• **DATA TO USE**:
START
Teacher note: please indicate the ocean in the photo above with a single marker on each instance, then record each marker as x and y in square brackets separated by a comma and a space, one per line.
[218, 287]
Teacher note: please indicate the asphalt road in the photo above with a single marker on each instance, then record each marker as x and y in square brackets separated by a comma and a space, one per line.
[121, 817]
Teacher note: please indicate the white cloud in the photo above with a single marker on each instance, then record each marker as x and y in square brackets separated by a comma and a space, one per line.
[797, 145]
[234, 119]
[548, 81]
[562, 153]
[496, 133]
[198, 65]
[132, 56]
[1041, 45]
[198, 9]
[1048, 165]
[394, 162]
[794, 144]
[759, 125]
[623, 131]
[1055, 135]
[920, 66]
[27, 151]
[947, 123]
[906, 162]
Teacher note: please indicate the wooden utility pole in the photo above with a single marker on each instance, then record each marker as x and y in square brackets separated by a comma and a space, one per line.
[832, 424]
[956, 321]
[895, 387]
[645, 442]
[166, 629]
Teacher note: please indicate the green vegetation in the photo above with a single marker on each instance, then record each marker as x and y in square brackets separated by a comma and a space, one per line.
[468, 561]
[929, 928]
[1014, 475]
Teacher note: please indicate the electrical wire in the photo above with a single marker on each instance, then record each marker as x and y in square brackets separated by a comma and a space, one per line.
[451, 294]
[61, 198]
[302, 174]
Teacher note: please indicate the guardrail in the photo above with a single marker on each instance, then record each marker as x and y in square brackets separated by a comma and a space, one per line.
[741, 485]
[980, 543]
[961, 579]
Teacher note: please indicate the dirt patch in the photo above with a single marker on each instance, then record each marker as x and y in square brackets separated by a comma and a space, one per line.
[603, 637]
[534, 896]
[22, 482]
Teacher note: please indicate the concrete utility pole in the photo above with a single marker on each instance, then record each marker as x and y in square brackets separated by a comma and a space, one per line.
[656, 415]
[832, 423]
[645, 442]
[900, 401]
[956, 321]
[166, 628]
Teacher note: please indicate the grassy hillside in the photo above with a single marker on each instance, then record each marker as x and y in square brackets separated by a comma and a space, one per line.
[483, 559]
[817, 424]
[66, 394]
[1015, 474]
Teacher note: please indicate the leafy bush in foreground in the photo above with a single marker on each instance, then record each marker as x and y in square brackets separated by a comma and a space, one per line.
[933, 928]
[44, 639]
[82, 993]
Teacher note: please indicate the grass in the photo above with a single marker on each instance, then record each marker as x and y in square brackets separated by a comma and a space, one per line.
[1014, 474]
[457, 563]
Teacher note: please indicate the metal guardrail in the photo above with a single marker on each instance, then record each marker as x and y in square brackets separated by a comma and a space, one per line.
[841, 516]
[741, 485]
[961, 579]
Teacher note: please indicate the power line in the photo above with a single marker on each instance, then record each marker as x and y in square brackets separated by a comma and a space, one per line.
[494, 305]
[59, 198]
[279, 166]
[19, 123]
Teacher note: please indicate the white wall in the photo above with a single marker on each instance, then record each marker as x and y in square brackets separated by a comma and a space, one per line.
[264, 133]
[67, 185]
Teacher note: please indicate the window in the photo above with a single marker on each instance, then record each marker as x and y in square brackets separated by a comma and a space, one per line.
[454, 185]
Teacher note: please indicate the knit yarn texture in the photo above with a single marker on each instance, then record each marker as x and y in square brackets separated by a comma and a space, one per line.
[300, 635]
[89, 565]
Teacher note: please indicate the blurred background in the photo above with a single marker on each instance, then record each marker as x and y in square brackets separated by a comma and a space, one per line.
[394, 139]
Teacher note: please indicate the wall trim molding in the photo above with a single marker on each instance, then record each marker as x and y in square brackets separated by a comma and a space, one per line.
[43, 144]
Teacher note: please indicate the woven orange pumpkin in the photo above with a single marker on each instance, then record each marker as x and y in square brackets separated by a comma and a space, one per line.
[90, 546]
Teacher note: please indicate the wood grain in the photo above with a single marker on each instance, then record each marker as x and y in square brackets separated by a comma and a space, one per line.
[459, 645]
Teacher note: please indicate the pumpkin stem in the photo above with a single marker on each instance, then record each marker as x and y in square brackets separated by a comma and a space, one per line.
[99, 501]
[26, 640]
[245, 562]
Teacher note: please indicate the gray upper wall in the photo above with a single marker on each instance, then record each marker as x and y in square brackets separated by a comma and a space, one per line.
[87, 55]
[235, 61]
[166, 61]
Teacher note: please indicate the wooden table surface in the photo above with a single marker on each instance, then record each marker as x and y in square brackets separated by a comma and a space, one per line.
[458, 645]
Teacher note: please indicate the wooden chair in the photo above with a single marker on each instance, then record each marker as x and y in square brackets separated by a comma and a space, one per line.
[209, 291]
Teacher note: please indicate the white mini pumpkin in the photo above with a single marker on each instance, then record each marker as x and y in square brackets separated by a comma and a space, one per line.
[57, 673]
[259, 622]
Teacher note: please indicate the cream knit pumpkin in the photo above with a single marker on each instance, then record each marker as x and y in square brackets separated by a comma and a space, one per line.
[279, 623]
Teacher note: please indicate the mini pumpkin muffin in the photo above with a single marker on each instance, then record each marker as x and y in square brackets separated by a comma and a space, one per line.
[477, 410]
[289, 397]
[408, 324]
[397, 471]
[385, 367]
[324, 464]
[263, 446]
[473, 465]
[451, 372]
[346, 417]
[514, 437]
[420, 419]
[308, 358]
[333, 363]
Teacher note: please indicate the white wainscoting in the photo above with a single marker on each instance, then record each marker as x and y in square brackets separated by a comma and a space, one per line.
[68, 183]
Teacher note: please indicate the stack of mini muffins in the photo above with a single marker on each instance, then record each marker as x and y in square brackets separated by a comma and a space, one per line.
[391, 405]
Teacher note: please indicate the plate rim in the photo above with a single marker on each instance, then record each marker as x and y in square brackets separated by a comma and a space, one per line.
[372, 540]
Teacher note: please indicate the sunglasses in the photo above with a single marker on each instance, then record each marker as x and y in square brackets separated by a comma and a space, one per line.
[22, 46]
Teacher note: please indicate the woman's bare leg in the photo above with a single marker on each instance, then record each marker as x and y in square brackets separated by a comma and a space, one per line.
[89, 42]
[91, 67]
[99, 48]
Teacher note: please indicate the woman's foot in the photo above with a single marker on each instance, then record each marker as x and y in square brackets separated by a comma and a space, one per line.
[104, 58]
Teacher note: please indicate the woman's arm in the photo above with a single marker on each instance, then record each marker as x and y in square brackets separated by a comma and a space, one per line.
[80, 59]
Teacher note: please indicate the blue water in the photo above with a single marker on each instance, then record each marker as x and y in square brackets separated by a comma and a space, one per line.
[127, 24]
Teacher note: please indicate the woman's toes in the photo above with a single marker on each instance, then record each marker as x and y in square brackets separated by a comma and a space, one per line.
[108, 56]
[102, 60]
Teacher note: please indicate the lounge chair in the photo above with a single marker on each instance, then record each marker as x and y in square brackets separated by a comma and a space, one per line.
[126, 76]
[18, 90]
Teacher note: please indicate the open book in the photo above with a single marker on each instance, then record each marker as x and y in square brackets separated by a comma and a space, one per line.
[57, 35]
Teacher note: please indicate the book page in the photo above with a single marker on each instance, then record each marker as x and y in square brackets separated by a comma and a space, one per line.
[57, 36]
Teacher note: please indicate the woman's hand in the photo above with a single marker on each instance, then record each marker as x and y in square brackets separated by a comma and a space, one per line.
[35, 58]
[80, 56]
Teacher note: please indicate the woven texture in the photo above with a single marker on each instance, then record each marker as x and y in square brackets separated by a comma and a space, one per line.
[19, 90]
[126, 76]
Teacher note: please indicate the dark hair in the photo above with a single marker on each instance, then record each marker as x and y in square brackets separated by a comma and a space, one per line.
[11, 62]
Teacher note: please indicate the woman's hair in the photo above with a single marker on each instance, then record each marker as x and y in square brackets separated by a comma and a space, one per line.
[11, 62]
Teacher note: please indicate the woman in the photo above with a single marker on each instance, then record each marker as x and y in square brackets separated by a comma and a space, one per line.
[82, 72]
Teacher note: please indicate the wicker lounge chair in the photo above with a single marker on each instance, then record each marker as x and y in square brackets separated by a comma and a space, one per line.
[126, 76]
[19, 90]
END
• **WORK TO BE COMPLETED**: Please edit the items from the line containing "Teacher note: please indicate the woven texture" through the end of the items, inclusive, changing every "marker" to "dot" and leaving all else unchanged. Return only those lines.

• **EXERCISE RESPONSE**:
Teacher note: please indicate the woven texture in the photo above with a single dot on each instance, then record each dot as x and y in square brackets separated by a comma and a space, one per line.
[19, 90]
[126, 76]
Teacher note: please indicate the dark hair in the photo above with a single dot on each instance, then record each dot as x and y in square brackets separated by a comma and a space, one per line.
[11, 62]
Teacher note: please indicate the woman's hair in the photo above with a single dot on each instance, then record each dot as x and y in square brackets separated by a comma and a space, one per line.
[11, 62]
Teacher note: please indicate the woman in the photo above with a single dot on each instance, then record each dot as x and y in square brackets separated by a comma and a space, one per line.
[82, 72]
Teacher note: please indicate the wicker lounge chair in the photo above with a single dot on each instance, then record each dot as x and y in square brackets separated by a comma and a space, one per line.
[126, 76]
[19, 90]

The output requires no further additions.